** Opening The input block **

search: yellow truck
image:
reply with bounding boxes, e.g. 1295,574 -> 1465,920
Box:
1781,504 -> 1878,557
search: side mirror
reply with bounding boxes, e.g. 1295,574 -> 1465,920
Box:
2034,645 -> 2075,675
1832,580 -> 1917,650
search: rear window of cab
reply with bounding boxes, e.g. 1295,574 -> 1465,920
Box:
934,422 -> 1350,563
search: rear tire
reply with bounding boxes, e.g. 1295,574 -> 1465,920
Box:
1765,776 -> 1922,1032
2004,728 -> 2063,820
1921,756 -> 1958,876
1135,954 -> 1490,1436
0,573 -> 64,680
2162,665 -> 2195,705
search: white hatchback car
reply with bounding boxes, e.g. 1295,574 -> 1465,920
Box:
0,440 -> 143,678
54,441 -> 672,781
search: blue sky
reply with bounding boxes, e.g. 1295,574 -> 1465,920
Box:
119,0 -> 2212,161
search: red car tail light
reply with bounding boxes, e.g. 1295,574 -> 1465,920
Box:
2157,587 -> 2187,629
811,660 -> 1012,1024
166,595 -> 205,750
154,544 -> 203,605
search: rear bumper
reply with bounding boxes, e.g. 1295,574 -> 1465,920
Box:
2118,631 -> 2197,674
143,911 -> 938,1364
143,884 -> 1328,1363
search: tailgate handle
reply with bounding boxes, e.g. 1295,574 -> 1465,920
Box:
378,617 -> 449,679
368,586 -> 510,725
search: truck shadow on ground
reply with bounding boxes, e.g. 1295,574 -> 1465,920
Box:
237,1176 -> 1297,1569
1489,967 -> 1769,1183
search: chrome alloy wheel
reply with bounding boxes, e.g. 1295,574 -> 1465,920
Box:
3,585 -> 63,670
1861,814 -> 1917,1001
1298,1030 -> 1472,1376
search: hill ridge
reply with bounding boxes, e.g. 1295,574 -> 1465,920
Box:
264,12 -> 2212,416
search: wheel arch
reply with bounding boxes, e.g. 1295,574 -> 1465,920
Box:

** Closing The input block **

What is needed here is an exact copy of every record.

search: yellow truck
image:
reply with bounding boxes, e.g. 1295,574 -> 1465,920
Box:
1781,504 -> 1878,557
search: side mirror
reply with bounding boxes, e.g. 1295,574 -> 1465,920
Box:
2034,645 -> 2075,675
1832,580 -> 1917,650
search: rear window of cab
reply with bounding boxes, e.g. 1295,574 -> 1465,920
Box:
934,422 -> 1350,563
search: rear tire
reply with bounding boxes, e.g. 1295,574 -> 1465,920
Box:
1765,776 -> 1922,1032
2004,728 -> 2063,820
1921,756 -> 1958,876
1135,954 -> 1490,1436
0,573 -> 64,680
2162,665 -> 2195,705
search: white hatchback car
reply with bounding boxes, e.g. 1295,574 -> 1465,920
Box:
0,440 -> 143,678
54,441 -> 672,781
search: blue sky
reply with bounding boxes, e.g. 1295,574 -> 1465,920
Box:
119,0 -> 2212,161
search: red car tail light
reply with bounding boxes, e.g. 1295,574 -> 1465,920
Box:
2157,587 -> 2187,629
811,660 -> 1012,1024
166,595 -> 205,750
154,544 -> 203,605
search: rear bumper
reply with bounding boxes, e.g. 1295,574 -> 1465,920
Box:
2118,631 -> 2197,674
143,911 -> 938,1364
143,884 -> 1328,1363
search: tailgate handle
reply with bounding boxes, e.g. 1295,574 -> 1465,920
Box:
378,617 -> 449,679
368,586 -> 510,725
search: truck shadow on ground
reply with bounding boxes, e.g. 1295,574 -> 1465,920
Box:
237,1176 -> 1297,1569
1489,967 -> 1769,1183
search: chrome alloy wheel
reply with bounding boxes, e.g. 1295,574 -> 1465,920
Box:
3,585 -> 63,670
1861,814 -> 1917,1001
1298,1030 -> 1472,1376
search: hill ridge
reply with bounding boxes, e.g. 1295,574 -> 1465,920
Box:
264,12 -> 2212,416
search: wheel arch
reply with bounding boxes, e.g. 1295,574 -> 1465,920
Box:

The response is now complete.